**Task details**
Swap "baseball cap" for "hat" in the stretch of the listing from the line containing "Where can the collared" through the line containing "(1017, 510)", and give those lines again with nothing else changed.

**Records supplied**
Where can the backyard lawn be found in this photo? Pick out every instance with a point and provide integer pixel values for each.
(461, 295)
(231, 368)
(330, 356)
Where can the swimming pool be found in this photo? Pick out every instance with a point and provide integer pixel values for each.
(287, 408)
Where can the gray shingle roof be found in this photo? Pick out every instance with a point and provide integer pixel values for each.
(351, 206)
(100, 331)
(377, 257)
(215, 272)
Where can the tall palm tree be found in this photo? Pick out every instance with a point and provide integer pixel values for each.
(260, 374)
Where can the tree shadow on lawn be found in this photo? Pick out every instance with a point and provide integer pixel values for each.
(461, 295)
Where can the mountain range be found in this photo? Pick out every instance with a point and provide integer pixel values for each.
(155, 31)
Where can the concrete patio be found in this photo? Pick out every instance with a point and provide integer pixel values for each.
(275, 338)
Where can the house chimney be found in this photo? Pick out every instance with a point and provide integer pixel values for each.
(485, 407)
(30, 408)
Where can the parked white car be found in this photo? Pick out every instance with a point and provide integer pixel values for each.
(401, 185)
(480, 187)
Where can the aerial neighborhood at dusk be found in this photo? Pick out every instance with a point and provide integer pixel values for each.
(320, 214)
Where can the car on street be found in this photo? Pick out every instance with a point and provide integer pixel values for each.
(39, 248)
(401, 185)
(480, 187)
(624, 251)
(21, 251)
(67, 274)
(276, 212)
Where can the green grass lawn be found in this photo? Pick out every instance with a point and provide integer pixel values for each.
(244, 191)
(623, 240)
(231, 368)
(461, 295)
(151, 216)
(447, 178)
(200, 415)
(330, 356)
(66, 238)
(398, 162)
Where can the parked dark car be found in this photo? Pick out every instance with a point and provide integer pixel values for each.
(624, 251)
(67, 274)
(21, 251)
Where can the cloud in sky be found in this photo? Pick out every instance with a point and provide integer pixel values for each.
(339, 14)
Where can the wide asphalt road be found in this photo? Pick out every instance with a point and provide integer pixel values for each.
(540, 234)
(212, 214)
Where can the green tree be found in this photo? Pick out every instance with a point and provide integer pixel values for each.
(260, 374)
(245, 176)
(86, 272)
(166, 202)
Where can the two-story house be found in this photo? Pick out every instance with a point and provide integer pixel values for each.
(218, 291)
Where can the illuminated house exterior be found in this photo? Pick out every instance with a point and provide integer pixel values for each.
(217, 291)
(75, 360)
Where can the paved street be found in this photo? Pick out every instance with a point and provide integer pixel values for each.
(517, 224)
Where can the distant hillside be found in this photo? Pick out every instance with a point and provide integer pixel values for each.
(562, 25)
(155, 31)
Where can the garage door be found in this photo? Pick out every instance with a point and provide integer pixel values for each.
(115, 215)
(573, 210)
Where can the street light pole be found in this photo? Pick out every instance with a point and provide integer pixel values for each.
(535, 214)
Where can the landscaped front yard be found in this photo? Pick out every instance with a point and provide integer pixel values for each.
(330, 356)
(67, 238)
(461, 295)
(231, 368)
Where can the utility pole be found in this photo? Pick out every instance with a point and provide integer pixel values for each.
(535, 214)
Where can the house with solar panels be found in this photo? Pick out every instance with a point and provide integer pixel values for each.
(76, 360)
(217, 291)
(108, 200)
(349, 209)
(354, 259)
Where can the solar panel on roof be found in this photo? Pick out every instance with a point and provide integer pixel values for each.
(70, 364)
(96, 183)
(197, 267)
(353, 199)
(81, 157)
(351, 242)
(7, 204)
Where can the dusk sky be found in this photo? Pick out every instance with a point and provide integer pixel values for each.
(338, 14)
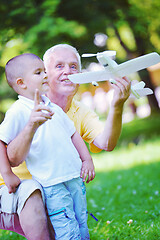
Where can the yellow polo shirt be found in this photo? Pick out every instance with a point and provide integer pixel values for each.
(87, 124)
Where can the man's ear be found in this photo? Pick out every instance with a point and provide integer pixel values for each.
(20, 83)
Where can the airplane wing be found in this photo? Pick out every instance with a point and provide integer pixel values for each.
(88, 77)
(136, 64)
(121, 70)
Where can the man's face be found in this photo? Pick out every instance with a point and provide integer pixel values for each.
(62, 63)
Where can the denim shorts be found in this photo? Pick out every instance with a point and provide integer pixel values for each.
(67, 208)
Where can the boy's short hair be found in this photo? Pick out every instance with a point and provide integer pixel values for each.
(15, 67)
(46, 56)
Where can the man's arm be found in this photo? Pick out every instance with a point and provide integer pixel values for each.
(87, 162)
(107, 140)
(18, 148)
(10, 179)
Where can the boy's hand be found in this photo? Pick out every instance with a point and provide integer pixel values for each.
(87, 170)
(11, 181)
(40, 113)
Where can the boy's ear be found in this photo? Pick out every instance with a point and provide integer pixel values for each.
(20, 82)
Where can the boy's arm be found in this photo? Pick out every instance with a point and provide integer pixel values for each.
(18, 148)
(10, 179)
(87, 162)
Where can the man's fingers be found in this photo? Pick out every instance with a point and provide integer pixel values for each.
(36, 98)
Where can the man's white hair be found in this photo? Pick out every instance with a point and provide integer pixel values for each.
(47, 54)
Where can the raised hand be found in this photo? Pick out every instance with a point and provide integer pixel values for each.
(40, 113)
(122, 88)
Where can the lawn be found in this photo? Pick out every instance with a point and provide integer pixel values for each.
(125, 195)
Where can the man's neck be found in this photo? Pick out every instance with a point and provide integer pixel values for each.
(62, 101)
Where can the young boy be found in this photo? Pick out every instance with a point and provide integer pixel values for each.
(55, 154)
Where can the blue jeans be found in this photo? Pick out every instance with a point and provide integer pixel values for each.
(67, 208)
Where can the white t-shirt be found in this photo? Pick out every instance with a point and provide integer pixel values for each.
(52, 158)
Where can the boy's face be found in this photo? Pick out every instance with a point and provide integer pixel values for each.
(35, 77)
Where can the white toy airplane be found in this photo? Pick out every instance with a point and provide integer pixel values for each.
(112, 70)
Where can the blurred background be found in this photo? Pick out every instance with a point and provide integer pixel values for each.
(131, 27)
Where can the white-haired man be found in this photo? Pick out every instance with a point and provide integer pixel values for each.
(60, 61)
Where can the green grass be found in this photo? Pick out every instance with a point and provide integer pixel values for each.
(126, 187)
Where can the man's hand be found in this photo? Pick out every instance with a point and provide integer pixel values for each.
(11, 181)
(122, 89)
(40, 113)
(87, 170)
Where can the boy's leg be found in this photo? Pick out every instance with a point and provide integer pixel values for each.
(27, 203)
(33, 218)
(60, 209)
(78, 191)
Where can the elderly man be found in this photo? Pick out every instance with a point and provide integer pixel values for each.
(60, 61)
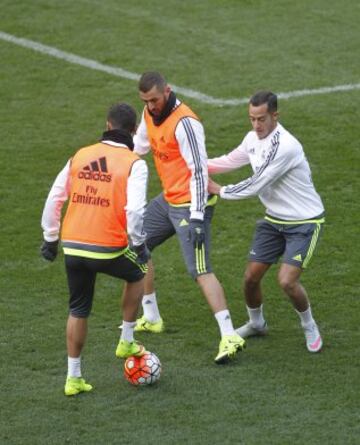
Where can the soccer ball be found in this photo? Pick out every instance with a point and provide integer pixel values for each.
(144, 370)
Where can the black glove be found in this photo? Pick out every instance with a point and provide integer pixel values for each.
(49, 250)
(143, 253)
(197, 233)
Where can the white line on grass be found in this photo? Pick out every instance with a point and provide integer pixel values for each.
(120, 72)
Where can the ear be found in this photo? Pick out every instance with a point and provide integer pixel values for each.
(167, 91)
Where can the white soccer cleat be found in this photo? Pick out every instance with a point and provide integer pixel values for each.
(313, 337)
(249, 330)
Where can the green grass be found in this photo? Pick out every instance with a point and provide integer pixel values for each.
(275, 393)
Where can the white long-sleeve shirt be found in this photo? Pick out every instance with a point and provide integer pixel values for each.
(191, 139)
(135, 206)
(281, 179)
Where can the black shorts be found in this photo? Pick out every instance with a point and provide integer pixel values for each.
(162, 220)
(81, 275)
(294, 242)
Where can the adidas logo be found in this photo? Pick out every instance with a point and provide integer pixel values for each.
(95, 171)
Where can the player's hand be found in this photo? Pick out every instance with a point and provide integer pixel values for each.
(197, 233)
(213, 187)
(49, 250)
(142, 252)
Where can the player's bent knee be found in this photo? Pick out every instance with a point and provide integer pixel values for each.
(79, 313)
(286, 283)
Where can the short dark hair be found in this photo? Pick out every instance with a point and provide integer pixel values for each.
(265, 97)
(150, 79)
(122, 116)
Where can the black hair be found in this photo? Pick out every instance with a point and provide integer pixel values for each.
(265, 97)
(122, 116)
(150, 79)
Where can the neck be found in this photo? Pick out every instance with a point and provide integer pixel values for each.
(169, 106)
(119, 136)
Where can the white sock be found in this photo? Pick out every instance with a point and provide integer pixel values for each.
(225, 323)
(150, 308)
(74, 366)
(127, 332)
(256, 316)
(306, 316)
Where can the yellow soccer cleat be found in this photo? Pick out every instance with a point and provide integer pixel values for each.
(229, 346)
(126, 349)
(76, 385)
(142, 325)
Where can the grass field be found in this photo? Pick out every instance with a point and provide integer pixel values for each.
(274, 393)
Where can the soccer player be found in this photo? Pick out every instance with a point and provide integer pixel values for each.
(294, 212)
(106, 187)
(175, 135)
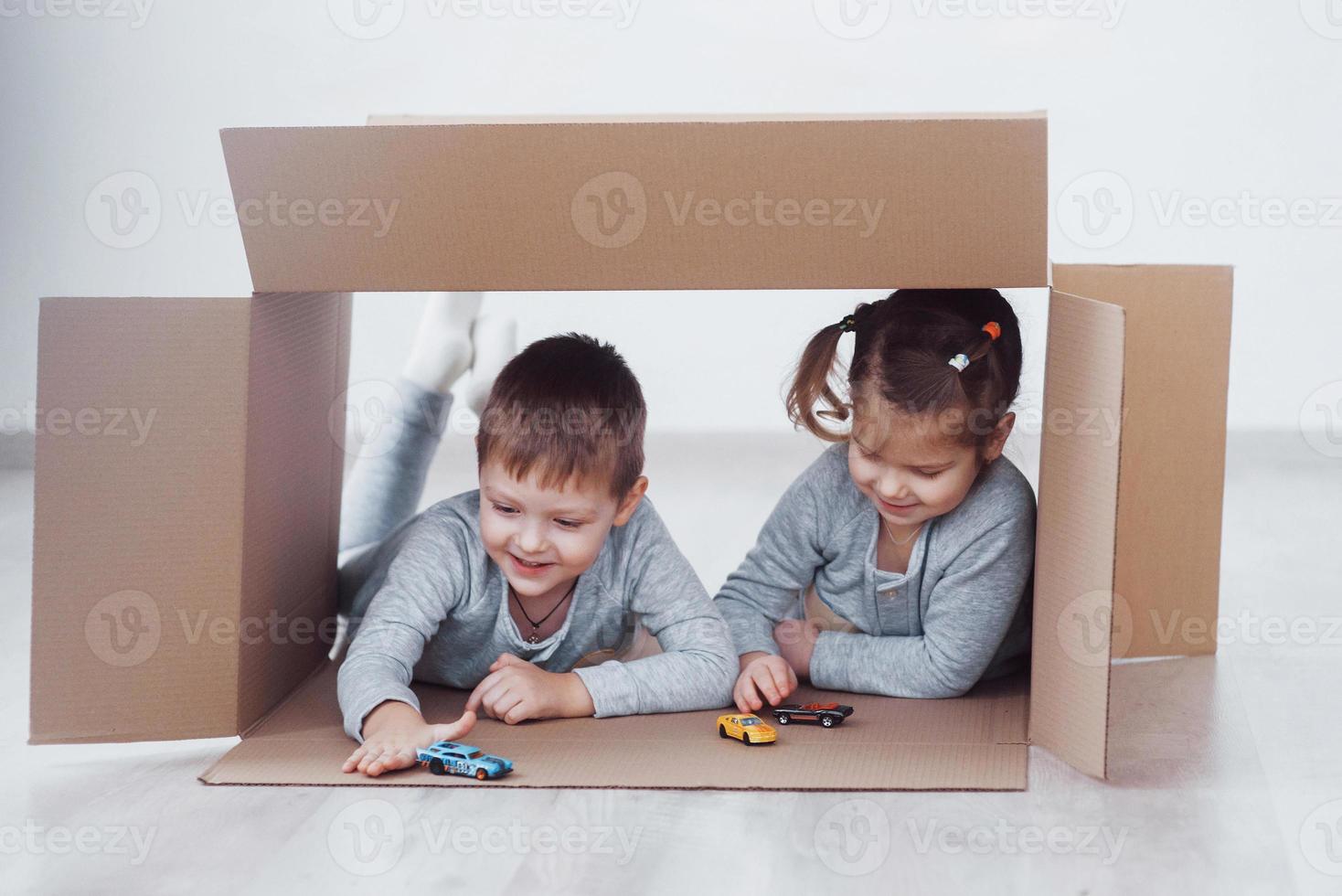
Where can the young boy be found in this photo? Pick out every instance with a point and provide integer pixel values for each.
(507, 588)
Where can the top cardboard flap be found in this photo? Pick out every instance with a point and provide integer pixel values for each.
(1075, 542)
(137, 518)
(874, 203)
(1173, 464)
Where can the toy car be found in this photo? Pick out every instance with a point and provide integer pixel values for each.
(827, 714)
(746, 729)
(450, 758)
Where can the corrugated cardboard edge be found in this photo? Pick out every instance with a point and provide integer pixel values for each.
(969, 743)
(1177, 339)
(710, 118)
(616, 206)
(1077, 546)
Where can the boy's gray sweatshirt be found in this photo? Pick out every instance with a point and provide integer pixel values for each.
(439, 613)
(960, 613)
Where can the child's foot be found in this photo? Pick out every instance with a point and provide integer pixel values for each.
(494, 344)
(443, 350)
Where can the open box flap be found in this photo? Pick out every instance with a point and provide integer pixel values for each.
(1075, 543)
(928, 201)
(181, 579)
(300, 356)
(137, 530)
(1166, 579)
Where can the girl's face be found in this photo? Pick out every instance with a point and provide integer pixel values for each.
(544, 539)
(912, 467)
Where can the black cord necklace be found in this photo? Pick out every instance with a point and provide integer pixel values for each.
(536, 624)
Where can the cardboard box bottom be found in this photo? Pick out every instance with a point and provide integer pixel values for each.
(975, 742)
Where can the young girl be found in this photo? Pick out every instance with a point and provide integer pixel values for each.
(912, 536)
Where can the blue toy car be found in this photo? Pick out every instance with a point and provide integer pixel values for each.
(450, 758)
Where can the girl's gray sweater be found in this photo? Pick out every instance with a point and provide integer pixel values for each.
(961, 612)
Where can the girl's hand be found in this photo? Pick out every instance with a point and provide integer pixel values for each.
(762, 674)
(796, 643)
(516, 689)
(392, 734)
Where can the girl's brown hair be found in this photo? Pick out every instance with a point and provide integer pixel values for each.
(902, 352)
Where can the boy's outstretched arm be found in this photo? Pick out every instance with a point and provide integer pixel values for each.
(698, 664)
(418, 593)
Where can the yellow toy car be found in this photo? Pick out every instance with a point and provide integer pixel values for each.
(746, 729)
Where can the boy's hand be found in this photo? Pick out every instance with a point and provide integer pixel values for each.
(796, 641)
(764, 677)
(516, 689)
(393, 731)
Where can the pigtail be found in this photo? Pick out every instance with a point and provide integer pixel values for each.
(812, 382)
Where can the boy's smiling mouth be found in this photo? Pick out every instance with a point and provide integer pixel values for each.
(527, 568)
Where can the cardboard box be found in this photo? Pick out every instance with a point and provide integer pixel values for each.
(178, 583)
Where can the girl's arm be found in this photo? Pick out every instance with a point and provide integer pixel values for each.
(697, 667)
(423, 583)
(969, 613)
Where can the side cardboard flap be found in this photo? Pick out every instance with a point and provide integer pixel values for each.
(1166, 586)
(922, 201)
(297, 375)
(137, 518)
(1075, 542)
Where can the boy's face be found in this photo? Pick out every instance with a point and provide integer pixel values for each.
(544, 539)
(911, 467)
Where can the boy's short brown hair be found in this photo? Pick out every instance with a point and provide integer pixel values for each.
(568, 407)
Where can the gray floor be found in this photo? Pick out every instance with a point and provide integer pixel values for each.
(1226, 772)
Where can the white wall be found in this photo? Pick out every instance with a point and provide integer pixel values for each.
(1204, 101)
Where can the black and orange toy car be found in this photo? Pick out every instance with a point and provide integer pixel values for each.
(827, 714)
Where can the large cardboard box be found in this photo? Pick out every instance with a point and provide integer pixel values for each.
(184, 585)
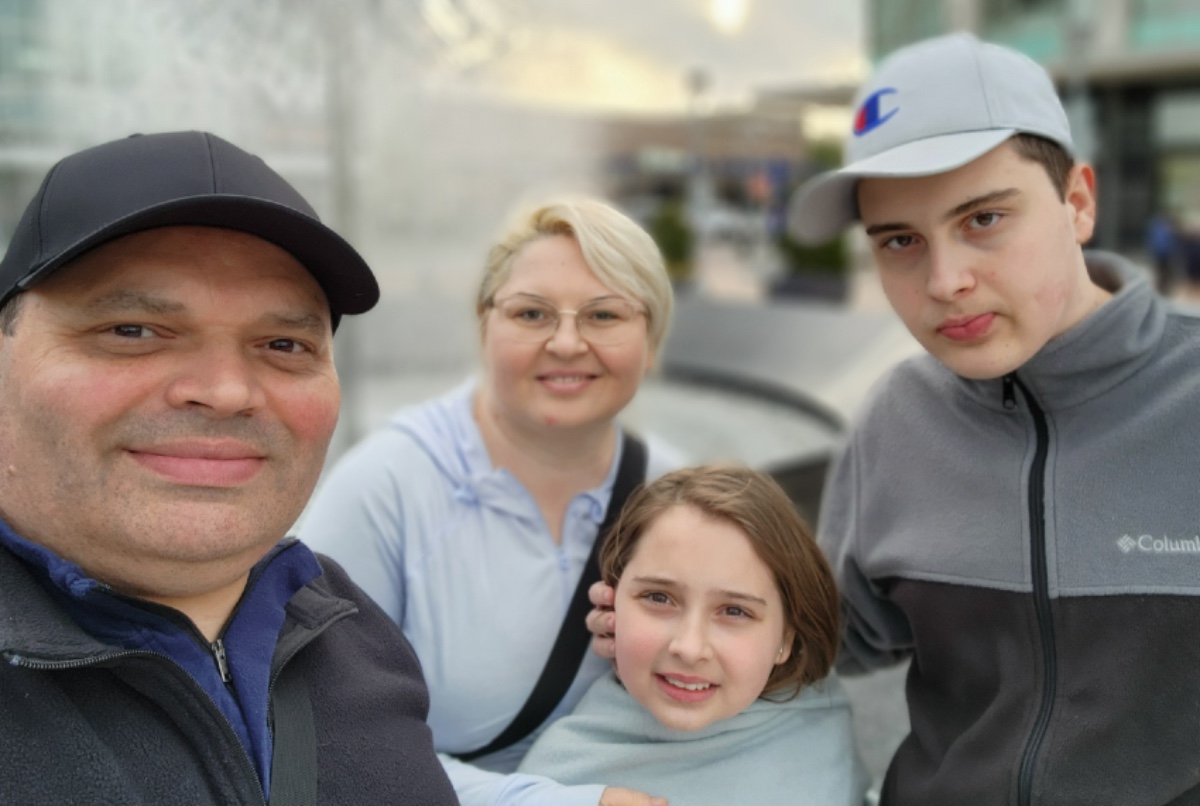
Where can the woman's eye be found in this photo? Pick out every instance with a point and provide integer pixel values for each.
(132, 331)
(531, 314)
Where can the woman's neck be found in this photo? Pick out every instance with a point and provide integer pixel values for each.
(579, 458)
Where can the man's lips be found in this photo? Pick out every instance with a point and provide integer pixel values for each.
(965, 329)
(202, 463)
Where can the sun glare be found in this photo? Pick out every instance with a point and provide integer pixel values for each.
(729, 16)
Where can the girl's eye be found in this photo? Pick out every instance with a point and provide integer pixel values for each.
(132, 331)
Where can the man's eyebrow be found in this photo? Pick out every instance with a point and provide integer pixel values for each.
(960, 210)
(305, 322)
(126, 300)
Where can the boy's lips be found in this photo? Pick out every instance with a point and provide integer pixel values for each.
(965, 329)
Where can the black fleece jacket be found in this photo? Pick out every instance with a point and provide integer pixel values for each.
(82, 722)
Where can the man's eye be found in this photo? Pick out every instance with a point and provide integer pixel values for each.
(286, 346)
(132, 331)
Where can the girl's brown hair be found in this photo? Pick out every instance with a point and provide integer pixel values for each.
(754, 503)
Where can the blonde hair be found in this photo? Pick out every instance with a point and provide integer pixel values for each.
(621, 253)
(761, 510)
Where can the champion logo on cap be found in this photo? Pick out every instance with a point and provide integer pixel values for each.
(871, 114)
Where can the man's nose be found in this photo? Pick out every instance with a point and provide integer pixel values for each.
(217, 379)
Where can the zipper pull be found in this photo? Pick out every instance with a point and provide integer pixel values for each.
(1008, 384)
(217, 648)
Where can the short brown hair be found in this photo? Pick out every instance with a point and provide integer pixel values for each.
(1048, 154)
(755, 504)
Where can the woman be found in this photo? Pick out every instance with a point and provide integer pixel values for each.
(469, 517)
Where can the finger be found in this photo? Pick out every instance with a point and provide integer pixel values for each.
(605, 647)
(601, 594)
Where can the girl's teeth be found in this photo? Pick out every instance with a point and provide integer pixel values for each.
(689, 686)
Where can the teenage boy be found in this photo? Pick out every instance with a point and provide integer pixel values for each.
(1015, 511)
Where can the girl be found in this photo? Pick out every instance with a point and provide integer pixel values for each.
(726, 632)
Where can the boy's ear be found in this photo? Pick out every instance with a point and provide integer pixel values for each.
(1080, 194)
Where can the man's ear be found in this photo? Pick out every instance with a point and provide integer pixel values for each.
(1080, 194)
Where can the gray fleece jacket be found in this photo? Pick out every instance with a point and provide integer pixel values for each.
(1033, 545)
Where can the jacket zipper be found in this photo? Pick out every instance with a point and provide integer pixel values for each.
(1036, 493)
(79, 663)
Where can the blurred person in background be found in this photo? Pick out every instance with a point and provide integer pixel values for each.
(168, 395)
(471, 517)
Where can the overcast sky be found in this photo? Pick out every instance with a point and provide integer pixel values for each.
(635, 55)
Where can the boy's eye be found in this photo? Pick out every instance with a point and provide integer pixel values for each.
(899, 242)
(984, 220)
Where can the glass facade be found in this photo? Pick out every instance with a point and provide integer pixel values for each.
(22, 70)
(1163, 24)
(895, 23)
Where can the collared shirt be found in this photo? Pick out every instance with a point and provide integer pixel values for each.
(457, 552)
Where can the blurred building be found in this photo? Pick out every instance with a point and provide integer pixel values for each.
(1129, 74)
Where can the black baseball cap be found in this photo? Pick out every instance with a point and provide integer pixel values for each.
(177, 179)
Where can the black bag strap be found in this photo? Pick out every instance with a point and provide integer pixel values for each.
(573, 639)
(294, 756)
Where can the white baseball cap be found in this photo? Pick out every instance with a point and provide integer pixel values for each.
(929, 108)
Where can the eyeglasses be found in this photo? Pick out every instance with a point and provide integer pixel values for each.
(609, 320)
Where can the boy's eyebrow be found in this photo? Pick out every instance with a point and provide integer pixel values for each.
(960, 210)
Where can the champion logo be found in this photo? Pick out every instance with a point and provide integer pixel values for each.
(1151, 545)
(871, 113)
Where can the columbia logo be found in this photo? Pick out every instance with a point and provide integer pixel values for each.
(1151, 545)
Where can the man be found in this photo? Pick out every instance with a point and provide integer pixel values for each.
(168, 395)
(1017, 510)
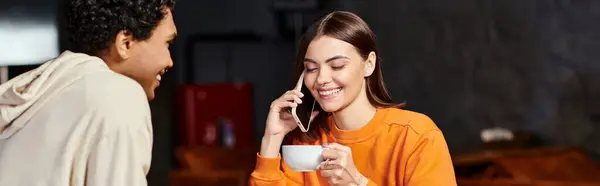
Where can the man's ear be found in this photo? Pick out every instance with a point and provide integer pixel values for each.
(123, 42)
(370, 64)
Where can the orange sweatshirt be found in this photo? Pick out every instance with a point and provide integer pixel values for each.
(397, 147)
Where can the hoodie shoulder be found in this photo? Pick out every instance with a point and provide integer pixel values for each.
(119, 101)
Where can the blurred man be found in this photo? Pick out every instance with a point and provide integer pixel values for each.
(83, 117)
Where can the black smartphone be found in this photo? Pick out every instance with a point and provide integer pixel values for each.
(302, 113)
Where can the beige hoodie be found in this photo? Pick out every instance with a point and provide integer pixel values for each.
(73, 121)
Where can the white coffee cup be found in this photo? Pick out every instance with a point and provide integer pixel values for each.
(302, 158)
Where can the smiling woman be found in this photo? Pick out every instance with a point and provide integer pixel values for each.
(367, 139)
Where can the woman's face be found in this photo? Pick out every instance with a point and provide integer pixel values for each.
(335, 72)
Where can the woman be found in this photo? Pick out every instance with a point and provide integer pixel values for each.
(369, 140)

**Exercise answer**
Where can the collared shirt be found in this photo? Pick out every instance with a point and provide integer pixel values for each.
(457, 552)
Where can the blurred building be found in this photo? Pick out every instance with a point and provide integer pixel values for each.
(1129, 74)
Where can the black hat be found in this photo? Pick out every instance with a point and provide integer pixel values for each.
(177, 179)
Where can the black bag strap be found in this photo? Pick out every instance with a point and provide integer pixel values for each.
(573, 639)
(294, 756)
Where can the white hat be found in this photo? Pick out every instance with a point and provide integer pixel values for each.
(929, 108)
Where can the eyeglasses be found in this photo? Pick out every instance with a point and provide integer pixel values for each.
(609, 320)
Where can the boy's eyebrow be found in this photo? Pick out every instance with a point and provide integer pixel values for each.
(960, 210)
Where can the champion logo be found in this photo? Pick out every instance with a point and provide integer pixel values for each.
(1151, 545)
(871, 113)
Where can the columbia logo be found in this photo? Pick out every instance with a point and provide integer pixel values for each.
(1151, 545)
Where can the man be found in this photo? Pick out every instance with a point and provide integer pixel values for each.
(168, 395)
(1017, 510)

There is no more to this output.